--- Start of TASK MATERIAL ---

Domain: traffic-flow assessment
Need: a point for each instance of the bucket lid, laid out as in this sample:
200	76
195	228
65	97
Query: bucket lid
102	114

--- End of TASK MATERIAL ---

### OBJECTIVE
Could you copy the lines above word for word, without changing anything?

### ANSWER
Domain: traffic-flow assessment
Need: a point for each instance of the bucket lid, laid out as in this sample:
200	76
195	228
65	97
Query: bucket lid
102	114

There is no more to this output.